-- DOCUMENT EXTRACT --

»»

Definition
Confidentiality is the property that information is disclosed only to parties authorized to see it.
Two parts of that definition matter. The first is disclosure, which means any path by which data reaches an unauthorized observer: a stolen file, a glance over a shoulder, an intercepted packet, a leaked screenshot. The second is authorization, which is a policy decision separate from any technical mechanism. A system can be perfectly secure against attackers and still violate confidentiality if it discloses data to a user who should not have access under the organization's rules.
Confidentiality is therefore a relationship between three things: an asset, a population of viewers, and a policy that distinguishes the authorized from the unauthorized. The mechanisms in the rest of this page are how we enforce that policy.
Classifications and Levels
Most organizations of any size assign data to classification levels. The levels are an organizing tool: they let policy authors talk about whole categories of information instead of every individual file, and they let security controls be applied uniformly within a level.

««

-- PROVIDED DATA --
»»

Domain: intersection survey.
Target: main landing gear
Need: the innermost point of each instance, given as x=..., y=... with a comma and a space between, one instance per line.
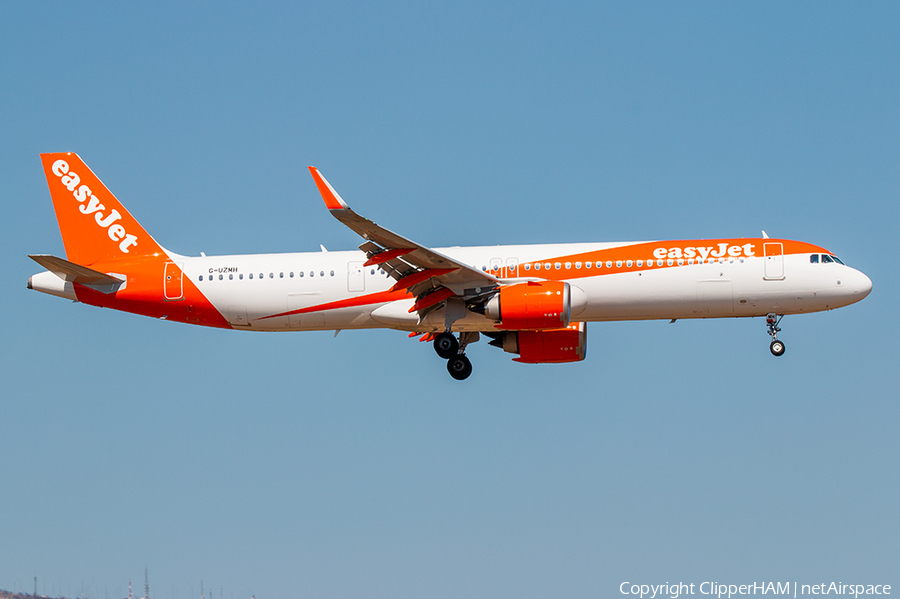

««

-- WORK INSTRUCTIONS --
Pick up the confidentiality page at the point where it ends and keep writing. You won't need the lines.

-- EXERCISE ANSWER --
| Level | Typical examples | Disclosure impact |
|---|---|---|
| Public | Marketing collateral, published research, press releases | None. Intended for unrestricted release. |
| Internal | Org charts, internal procedures, non-sensitive emails | Embarrassment, competitive disadvantage. |
| Confidential | HR records, customer PII, business plans | Regulatory penalty, customer trust loss, financial harm. |
| Restricted / Secret | Trade secrets, source code, security keys, M&A plans | Existential. Disclosure could threaten the organization. |
U.S. government classification uses a parallel four-level system (Unclassified, Confidential, Secret, Top Secret) with additional compartments and caveats. Commercial classifications vary by industry. The labels are less important than the distinction: not all data deserves the same protection, and treating it that way wastes money on the low end and underprotects on the high end.
Mechanisms
The toolkit for enforcing confidentiality is the most mature of the three pillars. The core mechanisms divide into four families.
Encryption transforms data into ciphertext readable only with the correct key. Encryption is applied at rest (full-disk encryption, encrypted databases, encrypted backups), in transit (TLS, IPsec, SSH, WireGuard), and in use (confidential computing, homomorphic encryption, secure enclaves). The full treatment of encryption is in the Cryptography module.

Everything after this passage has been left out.